[[ Supplied passage, beginning ]]

They follow presumably because for the moment Jesus is the hottest ticket in town and because they don't have anything better to do and because they're eager to see if the man is all he's been cracked up to be. But before they get very far, they run into some people coming the other way who with the devastating tactlessness of the simple souls they are come right out and say it. "Your daughter is dead," they tell Jairus. They have just come from his house, where she died. They saw it with their own eyes. There is nothing anybody can do about it now. They have come too late. "Why trouble the teacher any further?" they ask her father, and it is Jesus who finally breaks the silence by speaking, only it's just Jairus he speaks to.

"Do not fear," he says. Don't be afraid. Don't be afraid. And then, "Only believe."

[[ Supplied passage, end ]]

Questions ::
a. Render this sentence from the Jairus passage in Spanish: "They saw it with their own eyes."
b. Pick up the Jairus passage after its final words, "Only believe," and keep writing in the same voice.
The listing that comes next is drawn from a separate source.

[[ Recorded information, beginning ]]

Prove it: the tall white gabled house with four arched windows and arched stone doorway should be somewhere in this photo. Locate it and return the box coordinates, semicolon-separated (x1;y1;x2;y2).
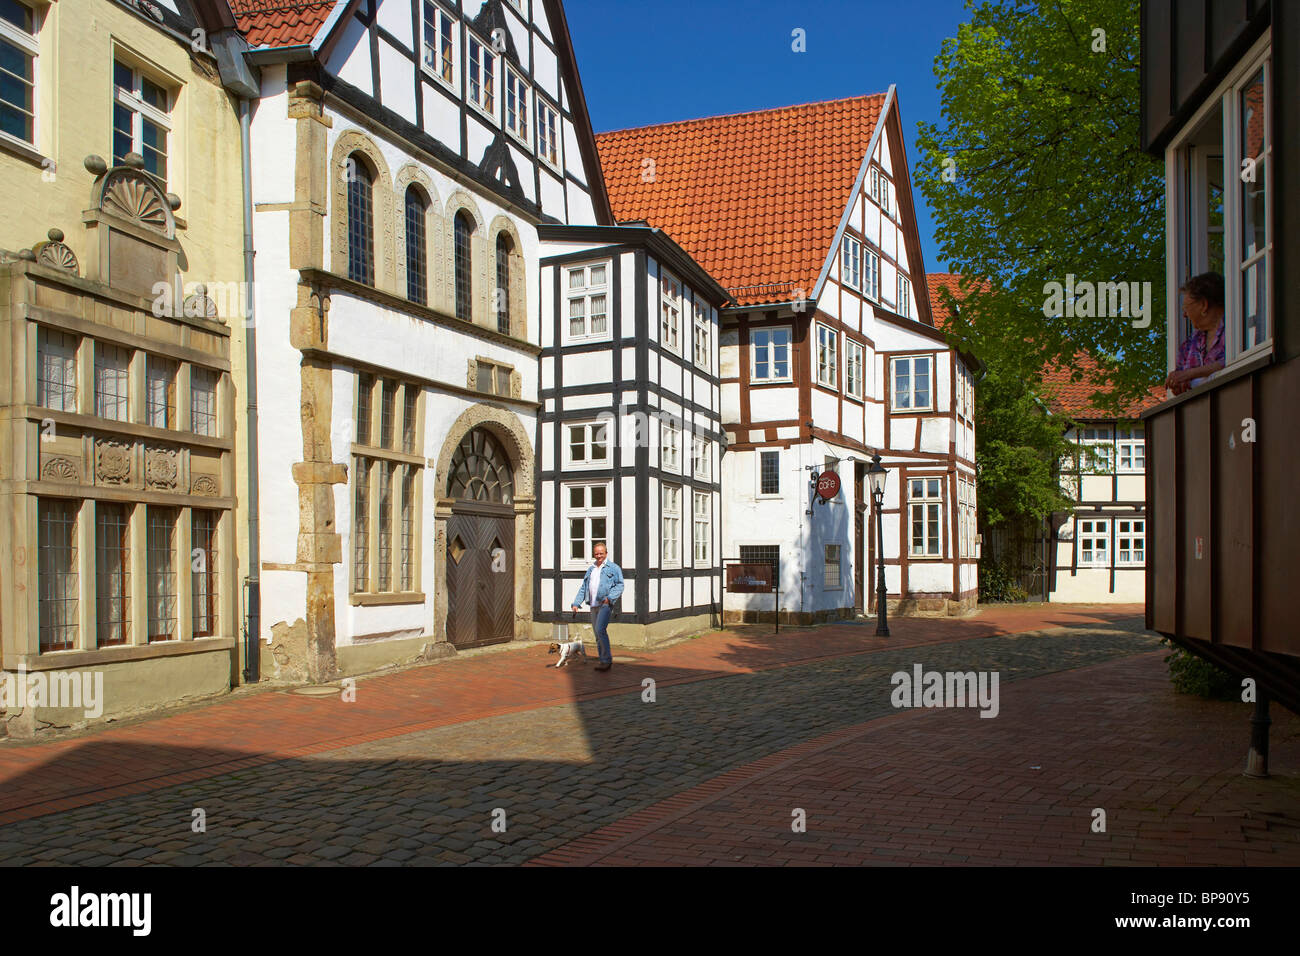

[[ Recorded information, end ]]

Outputs by task ::
a. Lo vieron con sus propios ojos.

b.
The question is what is a man to believe when his whole life has blown up in his face? Believe that somehow life makes sense even in the face of a twelve-year-old's death? Believe that in some unimaginable way all will be well no matter what? Believe in God? Believe in Jesus? Jairus doesn't ask what he is to believe or how he is to believe and Jesus doesn't tell him as they stand there in the road. "Only believe" is all he says, meaning maybe only "Believe there's nothing you have to be afraid of," and then he tells everybody to go home except for his three particular friends, who Mark tells us were Peter and James and John. And everybody goes home.

When the five of them finally get to Jairus's house, they find it full of people "weeping and wailing loudly," as Mark describes it because this is not the twenty-first century but the first century and people apparently hadn't started yet saying things like "It's really a blessing" or "She is in a better world now" because for the most part they didn't believe in any better world but just some sort of limbo world under the earth where the ghosts of the dead drift like dead leaves. Instead, they wept and wailed because they didn't have it in them to pretend that the death of a child is anything but the tragic and unspeakable thing that it is, and Jesus didn't say anything to make them change their minds, didn't tell them that it was God's will or anything like that. What he did instead was to say something that it's hard to know how to understand.

"The child is not dead," he said, "but sleeping."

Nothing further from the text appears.